Task — Reproduce each of the items below word for word, keeping every line as it stands.

Dataset rows —
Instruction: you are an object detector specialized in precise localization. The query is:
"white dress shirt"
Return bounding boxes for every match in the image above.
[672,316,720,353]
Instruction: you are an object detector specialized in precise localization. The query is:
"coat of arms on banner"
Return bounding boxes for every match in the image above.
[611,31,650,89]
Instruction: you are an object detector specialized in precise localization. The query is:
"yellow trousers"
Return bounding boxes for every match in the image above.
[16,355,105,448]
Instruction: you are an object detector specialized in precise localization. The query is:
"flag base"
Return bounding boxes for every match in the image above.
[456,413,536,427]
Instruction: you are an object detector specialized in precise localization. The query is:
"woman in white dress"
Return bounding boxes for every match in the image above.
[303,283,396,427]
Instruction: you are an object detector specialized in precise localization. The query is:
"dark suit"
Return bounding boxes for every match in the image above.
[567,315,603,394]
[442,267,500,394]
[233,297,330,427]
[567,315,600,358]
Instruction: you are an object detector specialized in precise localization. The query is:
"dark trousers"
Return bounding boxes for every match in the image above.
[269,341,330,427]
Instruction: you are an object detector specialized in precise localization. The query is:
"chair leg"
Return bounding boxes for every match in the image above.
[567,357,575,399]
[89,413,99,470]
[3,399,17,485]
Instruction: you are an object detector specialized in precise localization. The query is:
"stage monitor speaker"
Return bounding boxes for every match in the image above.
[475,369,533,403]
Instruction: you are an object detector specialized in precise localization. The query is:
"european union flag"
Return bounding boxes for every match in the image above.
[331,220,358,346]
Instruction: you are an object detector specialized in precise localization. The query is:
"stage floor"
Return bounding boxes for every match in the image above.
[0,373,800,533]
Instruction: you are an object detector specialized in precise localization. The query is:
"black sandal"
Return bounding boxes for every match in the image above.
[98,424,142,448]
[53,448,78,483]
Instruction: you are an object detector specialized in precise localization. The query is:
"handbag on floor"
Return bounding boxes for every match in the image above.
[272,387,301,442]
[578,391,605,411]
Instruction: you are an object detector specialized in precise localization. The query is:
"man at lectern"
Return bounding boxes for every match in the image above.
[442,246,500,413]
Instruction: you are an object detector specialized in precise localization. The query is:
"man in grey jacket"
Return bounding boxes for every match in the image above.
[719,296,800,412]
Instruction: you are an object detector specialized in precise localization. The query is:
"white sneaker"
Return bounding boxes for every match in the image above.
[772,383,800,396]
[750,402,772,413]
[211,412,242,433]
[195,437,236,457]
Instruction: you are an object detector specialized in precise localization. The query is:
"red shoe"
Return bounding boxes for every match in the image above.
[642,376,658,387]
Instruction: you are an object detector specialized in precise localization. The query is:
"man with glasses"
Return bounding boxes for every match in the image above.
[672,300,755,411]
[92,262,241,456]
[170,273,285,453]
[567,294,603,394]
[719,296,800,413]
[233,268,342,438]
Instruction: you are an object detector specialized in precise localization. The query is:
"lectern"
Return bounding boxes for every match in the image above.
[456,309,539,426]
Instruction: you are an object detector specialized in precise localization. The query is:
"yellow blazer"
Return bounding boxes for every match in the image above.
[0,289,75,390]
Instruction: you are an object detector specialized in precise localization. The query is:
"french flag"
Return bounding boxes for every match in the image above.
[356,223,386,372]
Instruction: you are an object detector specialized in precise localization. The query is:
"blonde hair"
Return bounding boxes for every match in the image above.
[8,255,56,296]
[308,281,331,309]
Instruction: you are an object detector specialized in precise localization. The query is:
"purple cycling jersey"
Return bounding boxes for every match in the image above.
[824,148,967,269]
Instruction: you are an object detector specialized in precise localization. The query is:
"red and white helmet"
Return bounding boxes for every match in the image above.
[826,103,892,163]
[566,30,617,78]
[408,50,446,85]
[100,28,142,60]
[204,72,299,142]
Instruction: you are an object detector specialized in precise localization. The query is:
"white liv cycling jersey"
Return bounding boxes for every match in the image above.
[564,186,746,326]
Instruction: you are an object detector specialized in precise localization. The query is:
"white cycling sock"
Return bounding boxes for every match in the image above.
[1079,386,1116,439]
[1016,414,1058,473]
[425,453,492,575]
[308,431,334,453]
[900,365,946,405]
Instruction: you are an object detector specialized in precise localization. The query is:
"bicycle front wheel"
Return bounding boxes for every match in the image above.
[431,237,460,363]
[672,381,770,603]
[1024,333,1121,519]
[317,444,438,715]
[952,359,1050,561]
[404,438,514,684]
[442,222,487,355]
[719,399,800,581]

Result for this exercise —
Instruction: you are an object detector specialized in precise localization. The query is:
"white dress shirt"
Return bounding boxes for every match in the image above.
[672,316,720,353]
Instruction: you are an object detector specialized in precise localization. The query is:
"coat of arms on banner"
Return bounding boxes for every match in the image above.
[611,31,650,89]
Instruction: you are an object detector specialized in precise localization. The query is:
"yellow trousers"
Return bounding boxes for every match in the image above.
[16,355,105,448]
Instruction: you are an object detector specialized in precise localization. The query is:
"flag base"
Return bounding boxes for every match in the image above.
[456,413,536,427]
Instruction: you are an object detector specialized in precise localization. The query is:
"woman in white dress"
Return bounding boxes for every match in the image above.
[303,283,396,427]
Instruction: you are an object detector specialized in precise localization. The query is:
"dark suit"
Return bounding boxes for every match in the image above.
[567,315,603,394]
[442,267,500,394]
[233,297,330,427]
[567,315,600,358]
Instruction: you are an object detector specialized in precise localization. The query is:
"dark trousers"
Return bounding boxes for every match in the image above.
[269,341,330,427]
Instruction: you are an object detector specialized in precise localization. The query is:
"chair leg"
Return bounding boxes for every match in the image above.
[567,357,575,399]
[89,413,99,470]
[3,399,17,485]
Instruction: you are an object detector specialized in precise localization. The query is:
"stage monitor speaker"
Return bounding boxes for every match in the image above.
[475,369,533,403]
Instruction: you are an object detector specialized in precise localization. The query is:
"european union flag"
Return bounding boxes for every match in the image above.
[331,220,358,346]
Instruction: you are an object detector specialized in precise localization. The query is:
"stage floor"
Return bounding boxes for every match in the image above.
[0,373,800,533]
Instruction: you are an object detector specialized in precise localization. The query is:
"black sandal"
Return bounding boxes for every match in the image above.
[98,424,142,448]
[53,448,78,483]
Instruction: you are an object detector specialized in precise localization. The query is:
"handbag on floor"
Return bounding boxes for every match in the image above.
[272,387,301,442]
[578,391,605,411]
Instruction: you are an object detector specialized in precise localization. The query is:
"man at lectern"
Return bounding boxes for every match in the image above.
[442,246,500,413]
Instruction: you are an object detector specialized in precise localization. The query is:
"man in grey jacket"
Return bounding boxes for every match in the image above.
[719,296,800,412]
Instruction: you are an object detector specialized in precise localization. The query is:
"white sneaker"
Return bounding boxes for every match in the image above.
[772,383,800,396]
[750,402,772,413]
[211,412,242,433]
[195,437,236,457]
Instruction: you are an object detector specialized in precise localization. The query is:
"red shoe"
Return bounding boxes for every match in the image above.
[642,376,658,387]
Instruction: you are an object detector specialized in precise localization. The query is:
"man with glasses"
Return bounding boxes for every match in the image above.
[672,300,755,411]
[92,262,241,456]
[170,273,285,453]
[567,294,603,394]
[719,296,800,413]
[233,268,342,438]
Instruction: you are an object detector specialized in precise localization. The query is:
"lectern"
Return bounding boxes for every match in the image above.
[456,309,539,426]
Instruction: you are an object detector specialized in precise localization. The query is:
"yellow blazer"
Return bounding boxes for every match in the image above.
[0,289,75,390]
Instruction: you are an object detector specialized in precise localization. The query is:
"french flag"
Return bounding boxes for every match in the image above.
[356,223,386,372]
Instruction: you are an object detector specialized in precise localization. The query is:
"blonde hair"
Return bounding boxes for every match in the image above.
[8,255,56,296]
[308,281,331,309]
Instruction: you are an object detector specialized in precise localization. The query is:
"purple cycling jersey"
Return bounding boxes for every match in the image above.
[824,148,967,269]
Instruction: you are an object detector specialized in precise localization. The query is:
"red and white helmet"
Return bounding boxes for every match in the image above.
[826,103,892,163]
[566,30,617,78]
[408,50,446,85]
[100,28,142,60]
[204,72,299,142]
Instruction: you are an object detector specialized in precise localization. The query is:
"white liv cycling jersey"
Return bounding boxes for every match in the image above.
[564,186,746,326]
Instruction: you are an object detector specialized in precise localization. The query is:
"white cycling sock"
Return bounding boxes for every match in the image above.
[1079,386,1116,439]
[1016,414,1058,473]
[425,453,492,575]
[308,431,334,453]
[900,365,946,405]
Instruction: you are an object detector specialized in precise localization. The query is:
"bicycle front wheel"
Return bounding boxes for every match in the image above.
[431,237,460,363]
[672,381,770,603]
[1024,333,1121,519]
[317,444,438,715]
[952,359,1050,561]
[404,438,514,684]
[442,222,487,355]
[719,399,800,581]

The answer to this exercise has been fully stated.